(CONSEGNA): Riscrivi il passo del testo sui KXM da "Non credo proprio" a "sua configurazione definitiva.", sostituendo "schietto" con "sincero".

E’ opinione diffusa che le
all-star band e i
side-project, soprattutto in tempi di grandi e agevoli possibilità “tecnologiche”, siano solo una maniera con cui annoiate celebrità musicali impegnano il loro tempo libero, tentando al contempo d’incrementare le proprie sostanziose risorse economiche.
Non credo proprio che i
KXM, “supergruppo” formato da
dUg Pinnick (King’s X, ma anche una pletora di altre pregevoli collaborazioni …),
George Lynch (Dokken, Lynch Mob, …) e
Ray Luzier (Korn), rischino tale riprovevole attribuzione, effettivamente un po’ troppo spesso legittima e condivisibile.
Giunti al terzo
full-length i nostri dimostrano come il loro percorso di “ricerca”, sviluppatosi tra
blues,
soul,
metal,
grunge e rifrazioni psichedeliche, prosegua in modo schietto e genuino, alimentando un “moto perpetuo” di sperimentazione sonora assai interessante e verosimilmente non ancora giunto alla sua configurazione definitiva.

(ESTRATTO DEI DATI):
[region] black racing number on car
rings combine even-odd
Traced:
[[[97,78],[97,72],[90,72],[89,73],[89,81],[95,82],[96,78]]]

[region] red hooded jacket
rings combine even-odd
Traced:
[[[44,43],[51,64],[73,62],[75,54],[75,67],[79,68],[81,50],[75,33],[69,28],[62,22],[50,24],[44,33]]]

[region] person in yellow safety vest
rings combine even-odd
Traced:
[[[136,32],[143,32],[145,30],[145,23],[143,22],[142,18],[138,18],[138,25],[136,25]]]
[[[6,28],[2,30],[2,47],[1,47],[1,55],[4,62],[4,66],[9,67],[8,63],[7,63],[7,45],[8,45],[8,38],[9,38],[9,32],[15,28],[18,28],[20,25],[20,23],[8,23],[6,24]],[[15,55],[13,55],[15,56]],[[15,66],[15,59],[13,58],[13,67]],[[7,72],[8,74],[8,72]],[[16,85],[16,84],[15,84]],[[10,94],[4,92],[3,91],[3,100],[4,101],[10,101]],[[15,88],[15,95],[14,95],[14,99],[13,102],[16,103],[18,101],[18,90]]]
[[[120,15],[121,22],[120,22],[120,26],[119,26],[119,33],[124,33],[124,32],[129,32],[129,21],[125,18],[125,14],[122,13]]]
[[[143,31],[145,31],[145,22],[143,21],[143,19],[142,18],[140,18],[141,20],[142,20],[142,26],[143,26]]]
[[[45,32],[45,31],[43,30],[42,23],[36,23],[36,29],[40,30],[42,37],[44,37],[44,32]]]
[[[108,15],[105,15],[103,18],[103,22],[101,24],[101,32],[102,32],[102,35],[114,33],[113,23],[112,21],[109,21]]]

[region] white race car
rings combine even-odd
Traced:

(RISULTATO):
Non credo proprio che i
KXM, “supergruppo” formato da
dUg Pinnick (King’s X, ma anche una pletora di altre pregevoli collaborazioni …),
George Lynch (Dokken, Lynch Mob, …) e
Ray Luzier (Korn), rischino tale riprovevole attribuzione, effettivamente un po’ troppo spesso legittima e condivisibile.
Giunti al terzo
full-length i nostri dimostrano come il loro percorso di “ricerca”, sviluppatosi tra
blues,
soul,
metal,
grunge e rifrazioni psichedeliche, prosegua in modo sincero e genuino, alimentando un “moto perpetuo” di sperimentazione sonora assai interessante e verosimilmente non ancora giunto alla sua configurazione definitiva.